**REQUEST**
Copy out the data below word for word, leaving out the pictures.
::: DATA
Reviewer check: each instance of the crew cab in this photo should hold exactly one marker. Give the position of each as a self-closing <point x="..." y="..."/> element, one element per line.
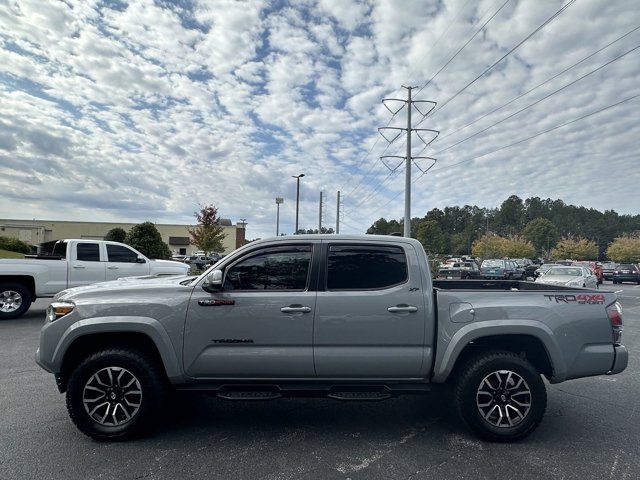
<point x="71" y="263"/>
<point x="347" y="317"/>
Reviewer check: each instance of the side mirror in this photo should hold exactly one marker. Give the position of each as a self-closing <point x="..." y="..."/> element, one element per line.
<point x="213" y="282"/>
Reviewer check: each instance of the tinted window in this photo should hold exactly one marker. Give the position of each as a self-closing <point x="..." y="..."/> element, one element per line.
<point x="118" y="253"/>
<point x="88" y="252"/>
<point x="283" y="268"/>
<point x="364" y="267"/>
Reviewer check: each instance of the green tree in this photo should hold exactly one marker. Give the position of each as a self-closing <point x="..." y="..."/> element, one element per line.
<point x="575" y="248"/>
<point x="208" y="234"/>
<point x="518" y="247"/>
<point x="116" y="234"/>
<point x="511" y="214"/>
<point x="489" y="246"/>
<point x="430" y="235"/>
<point x="384" y="227"/>
<point x="625" y="249"/>
<point x="542" y="233"/>
<point x="146" y="238"/>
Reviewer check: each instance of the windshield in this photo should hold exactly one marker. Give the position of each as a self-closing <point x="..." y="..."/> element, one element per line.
<point x="565" y="271"/>
<point x="493" y="264"/>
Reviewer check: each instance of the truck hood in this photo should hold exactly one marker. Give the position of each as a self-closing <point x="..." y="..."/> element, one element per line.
<point x="125" y="284"/>
<point x="168" y="263"/>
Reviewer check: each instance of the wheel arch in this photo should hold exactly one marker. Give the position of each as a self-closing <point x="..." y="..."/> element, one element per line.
<point x="535" y="342"/>
<point x="147" y="336"/>
<point x="25" y="280"/>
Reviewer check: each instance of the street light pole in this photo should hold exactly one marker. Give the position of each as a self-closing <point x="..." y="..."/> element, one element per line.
<point x="297" y="177"/>
<point x="279" y="200"/>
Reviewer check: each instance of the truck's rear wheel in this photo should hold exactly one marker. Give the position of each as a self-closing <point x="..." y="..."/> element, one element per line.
<point x="113" y="394"/>
<point x="15" y="300"/>
<point x="500" y="396"/>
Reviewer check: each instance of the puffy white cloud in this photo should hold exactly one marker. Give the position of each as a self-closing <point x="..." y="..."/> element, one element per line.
<point x="143" y="111"/>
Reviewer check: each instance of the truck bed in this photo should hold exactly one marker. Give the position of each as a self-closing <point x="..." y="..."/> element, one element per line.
<point x="508" y="285"/>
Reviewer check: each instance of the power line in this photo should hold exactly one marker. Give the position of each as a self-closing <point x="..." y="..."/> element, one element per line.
<point x="538" y="101"/>
<point x="540" y="84"/>
<point x="435" y="75"/>
<point x="463" y="46"/>
<point x="523" y="140"/>
<point x="518" y="45"/>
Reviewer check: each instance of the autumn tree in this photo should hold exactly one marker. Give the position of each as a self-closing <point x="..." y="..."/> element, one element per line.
<point x="542" y="233"/>
<point x="208" y="234"/>
<point x="575" y="248"/>
<point x="625" y="249"/>
<point x="488" y="246"/>
<point x="518" y="247"/>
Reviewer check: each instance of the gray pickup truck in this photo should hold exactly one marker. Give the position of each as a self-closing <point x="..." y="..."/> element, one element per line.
<point x="348" y="317"/>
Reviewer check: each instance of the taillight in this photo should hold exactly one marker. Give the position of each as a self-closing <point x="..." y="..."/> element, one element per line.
<point x="614" y="311"/>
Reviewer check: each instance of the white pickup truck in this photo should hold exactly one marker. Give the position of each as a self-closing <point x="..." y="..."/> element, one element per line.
<point x="72" y="263"/>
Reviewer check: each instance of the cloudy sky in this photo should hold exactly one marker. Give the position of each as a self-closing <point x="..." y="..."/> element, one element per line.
<point x="116" y="110"/>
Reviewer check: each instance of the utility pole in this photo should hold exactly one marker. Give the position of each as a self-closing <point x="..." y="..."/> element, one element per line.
<point x="297" y="177"/>
<point x="279" y="200"/>
<point x="320" y="215"/>
<point x="338" y="214"/>
<point x="409" y="160"/>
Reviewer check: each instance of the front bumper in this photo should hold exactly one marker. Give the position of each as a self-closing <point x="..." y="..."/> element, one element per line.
<point x="620" y="360"/>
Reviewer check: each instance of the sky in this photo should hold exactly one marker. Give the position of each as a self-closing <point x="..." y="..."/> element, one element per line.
<point x="144" y="110"/>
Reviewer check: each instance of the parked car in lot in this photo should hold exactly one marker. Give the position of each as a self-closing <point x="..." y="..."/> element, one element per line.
<point x="626" y="272"/>
<point x="528" y="266"/>
<point x="460" y="271"/>
<point x="72" y="263"/>
<point x="595" y="267"/>
<point x="501" y="269"/>
<point x="607" y="270"/>
<point x="575" y="276"/>
<point x="202" y="261"/>
<point x="350" y="317"/>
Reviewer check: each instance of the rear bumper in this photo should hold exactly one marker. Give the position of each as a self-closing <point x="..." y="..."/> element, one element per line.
<point x="626" y="278"/>
<point x="620" y="359"/>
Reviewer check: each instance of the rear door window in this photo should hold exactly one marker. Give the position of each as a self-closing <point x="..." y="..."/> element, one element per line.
<point x="279" y="268"/>
<point x="120" y="254"/>
<point x="88" y="252"/>
<point x="364" y="267"/>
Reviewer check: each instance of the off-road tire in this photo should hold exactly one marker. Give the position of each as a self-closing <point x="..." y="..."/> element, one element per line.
<point x="469" y="379"/>
<point x="153" y="385"/>
<point x="25" y="298"/>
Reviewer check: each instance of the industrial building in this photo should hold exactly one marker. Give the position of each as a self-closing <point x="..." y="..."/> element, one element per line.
<point x="35" y="232"/>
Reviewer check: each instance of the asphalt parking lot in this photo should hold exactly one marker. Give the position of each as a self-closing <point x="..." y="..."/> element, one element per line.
<point x="591" y="430"/>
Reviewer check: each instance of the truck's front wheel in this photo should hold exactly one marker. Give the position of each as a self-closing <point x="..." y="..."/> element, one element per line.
<point x="113" y="394"/>
<point x="501" y="396"/>
<point x="15" y="300"/>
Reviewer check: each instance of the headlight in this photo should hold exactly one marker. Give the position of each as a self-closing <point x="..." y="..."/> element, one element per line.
<point x="59" y="309"/>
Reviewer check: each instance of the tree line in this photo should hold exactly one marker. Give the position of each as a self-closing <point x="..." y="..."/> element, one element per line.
<point x="523" y="228"/>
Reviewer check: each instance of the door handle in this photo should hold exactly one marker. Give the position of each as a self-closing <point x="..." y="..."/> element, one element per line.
<point x="402" y="309"/>
<point x="295" y="309"/>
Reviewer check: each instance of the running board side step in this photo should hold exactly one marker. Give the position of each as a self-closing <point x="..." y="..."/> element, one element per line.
<point x="249" y="395"/>
<point x="360" y="396"/>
::::::
**SOLVED PROBLEM**
Reviewer check: each instance of the crew cab in this photo should hold exactly one marker. Give the position of each as a self-closing <point x="..." y="..."/> element, one element per line.
<point x="71" y="263"/>
<point x="347" y="317"/>
Reviewer check: each instance of the side mirror in this photo should hold exactly one marker. Give the position of each as a self-closing <point x="..." y="..."/> element, one element per line.
<point x="213" y="282"/>
Reviewer check: each instance of the tinted window in this photo should hold exactly one marker. Give the position of each as a self-closing <point x="..." y="..."/> element, one element per line.
<point x="118" y="253"/>
<point x="88" y="252"/>
<point x="283" y="268"/>
<point x="364" y="267"/>
Reviewer check: each instance of the green tree in this photo should hold exactly one marker. Give the position of each as a self-closing <point x="..." y="..."/> element, one element per line.
<point x="575" y="248"/>
<point x="208" y="234"/>
<point x="518" y="247"/>
<point x="116" y="234"/>
<point x="511" y="214"/>
<point x="489" y="246"/>
<point x="430" y="235"/>
<point x="384" y="227"/>
<point x="625" y="249"/>
<point x="542" y="233"/>
<point x="146" y="238"/>
Reviewer check: each instance of the windshield in this photo should hold exactly one marker. Give the position of each as a self-closing <point x="..." y="..."/> element, one element per line.
<point x="565" y="271"/>
<point x="493" y="264"/>
Reviewer check: each instance of the truck hood in this photo should hold exactly one marker. Give the position of each as a self-closing <point x="..." y="..."/> element, one element per line.
<point x="125" y="284"/>
<point x="168" y="263"/>
Reviewer check: each instance of the wheel arch in this photo should hold exactly one marker. Give the position of each as a self-closing <point x="..." y="..."/> element, one element per line.
<point x="535" y="342"/>
<point x="147" y="336"/>
<point x="25" y="280"/>
Reviewer check: each instance of the street light pole in this photo should hold exactly one marker. Give the position of each as a self-closing <point x="..." y="..."/> element, one element per line.
<point x="297" y="177"/>
<point x="279" y="200"/>
Reviewer check: each instance of the truck's rear wheel in this photo should hold exactly one marker. Give the position of each as a self-closing <point x="..." y="..."/> element, one element per line.
<point x="113" y="394"/>
<point x="15" y="300"/>
<point x="500" y="396"/>
Reviewer check: each instance of the puffy white cloud in this photo should hold exactly one marker. Give the position of each as a self-closing <point x="..." y="..."/> element, one element per line.
<point x="143" y="111"/>
Reviewer check: each instance of the truck bed in this photo should hold exactly one marker. Give the position of each as a self-closing <point x="..." y="..."/> element, one element per line.
<point x="508" y="285"/>
Reviewer check: each instance of the power line in this photo should hold exactly one marker. Give the position of each as a self-closing <point x="..." y="..."/> element, one element per line.
<point x="538" y="101"/>
<point x="540" y="84"/>
<point x="435" y="75"/>
<point x="463" y="46"/>
<point x="523" y="140"/>
<point x="518" y="45"/>
Reviewer check: each instance of the autumn tree in this photo should hold exactly one marker. Give the position of each as a self-closing <point x="..." y="..."/> element, one element per line.
<point x="542" y="233"/>
<point x="208" y="234"/>
<point x="575" y="248"/>
<point x="625" y="249"/>
<point x="488" y="246"/>
<point x="518" y="247"/>
Reviewer check: each instance of the gray pickup truck in this photo should hold exactly one marker. Give the position of each as a self-closing <point x="..." y="..."/> element, one element per line.
<point x="348" y="317"/>
Reviewer check: each instance of the taillight in this photo should hold exactly one marker. Give the position of each as a self-closing <point x="..." y="..."/> element, one element per line.
<point x="614" y="311"/>
Reviewer check: each instance of the white pickup truck in this photo should hold exactly one marker. Give the position of each as a self-closing <point x="..." y="..."/> element, one element per line.
<point x="72" y="263"/>
Reviewer check: each instance of the cloudy sky in this photo should hold exactly one marker. Give the position of each as a self-closing <point x="..." y="..."/> element, one element per line.
<point x="116" y="110"/>
Reviewer check: each instance of the utility pole in this photo should hold exactly one marker. Give the position of each as a self-closing <point x="..." y="..."/> element, one element per line.
<point x="297" y="177"/>
<point x="279" y="200"/>
<point x="320" y="215"/>
<point x="338" y="214"/>
<point x="409" y="160"/>
Reviewer check: each instance of the front bumper in this photo should hold exactly one marker. Give the position of each as a self-closing <point x="..." y="..."/> element, one element per line.
<point x="620" y="360"/>
Reviewer check: each instance of the sky in this photo should hold exactly one marker. Give the position of each as a self-closing <point x="..." y="..."/> element, one element per line.
<point x="144" y="110"/>
Reviewer check: each instance of the parked car in lot in this photo should hold exactly one marker. Give the position of each as a self-closing <point x="..." y="..."/> element, one element per line.
<point x="626" y="272"/>
<point x="528" y="266"/>
<point x="460" y="271"/>
<point x="72" y="263"/>
<point x="595" y="267"/>
<point x="501" y="269"/>
<point x="607" y="270"/>
<point x="575" y="276"/>
<point x="202" y="261"/>
<point x="350" y="317"/>
Reviewer check: each instance of the rear bumper in this photo should hold exactly one marker. Give the position of each as a self-closing <point x="..." y="..."/> element, one element per line.
<point x="626" y="278"/>
<point x="620" y="359"/>
Reviewer check: each instance of the rear door window in this photo should hold exactly one marker. Give the position of each as a self-closing <point x="..." y="..."/> element, one element per line.
<point x="279" y="268"/>
<point x="120" y="254"/>
<point x="88" y="252"/>
<point x="364" y="267"/>
Reviewer check: each instance of the off-road tire in this photo should hold exactly one marker. Give the position of each as a self-closing <point x="..." y="..."/> element, one element per line.
<point x="469" y="379"/>
<point x="153" y="385"/>
<point x="25" y="298"/>
Reviewer check: each instance of the industrial building in this photo should hold exactly one marker. Give the position of each as a self-closing <point x="..." y="..."/> element, one element per line.
<point x="35" y="232"/>
Reviewer check: each instance of the asphalt parking lot in this photo should hold exactly one marker. Give the position of each as a self-closing <point x="..." y="..."/> element, one element per line.
<point x="591" y="430"/>
Reviewer check: each instance of the truck's front wheel in this photo should hold exactly one marker. Give the position of each as a self-closing <point x="..." y="..."/> element, one element per line.
<point x="113" y="394"/>
<point x="501" y="396"/>
<point x="15" y="300"/>
Reviewer check: each instance of the headlight in this photo should hold exactly one marker. Give the position of each as a self-closing <point x="..." y="..."/> element, one element per line.
<point x="59" y="309"/>
Reviewer check: each instance of the tree line in this photo should hold exactly one marker. Give the position of each as a self-closing <point x="..." y="..."/> element, one element per line.
<point x="523" y="228"/>
Reviewer check: each instance of the door handle in this photo should hold exactly one marker. Give the position of each as a self-closing <point x="..." y="..."/> element, one element per line.
<point x="402" y="309"/>
<point x="295" y="309"/>
Reviewer check: each instance of the running board side step in this photo should hold exactly one marker. Give the position of each as a self-closing <point x="..." y="..."/> element, one element per line.
<point x="249" y="395"/>
<point x="360" y="396"/>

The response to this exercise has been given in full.